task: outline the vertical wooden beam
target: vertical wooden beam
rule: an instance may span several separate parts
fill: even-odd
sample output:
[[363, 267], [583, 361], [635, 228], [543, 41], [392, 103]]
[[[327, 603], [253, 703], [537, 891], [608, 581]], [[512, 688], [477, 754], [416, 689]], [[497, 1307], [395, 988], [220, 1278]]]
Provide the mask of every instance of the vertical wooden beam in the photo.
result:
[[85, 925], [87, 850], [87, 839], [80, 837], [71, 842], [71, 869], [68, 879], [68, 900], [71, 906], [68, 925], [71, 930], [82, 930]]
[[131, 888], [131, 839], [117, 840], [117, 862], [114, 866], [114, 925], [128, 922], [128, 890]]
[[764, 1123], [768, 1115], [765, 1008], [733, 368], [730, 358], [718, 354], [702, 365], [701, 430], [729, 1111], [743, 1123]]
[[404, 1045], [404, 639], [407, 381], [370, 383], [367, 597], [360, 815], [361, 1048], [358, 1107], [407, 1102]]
┄┄┄┄┄┄
*SET PROBLEM*
Extract every line of the listing that contains the string "instance", and reproduce each one in full.

*WRITTEN ANSWER*
rule: an instance may span several separate parts
Provide the mask of every instance of the vertical wooden beam in the photo.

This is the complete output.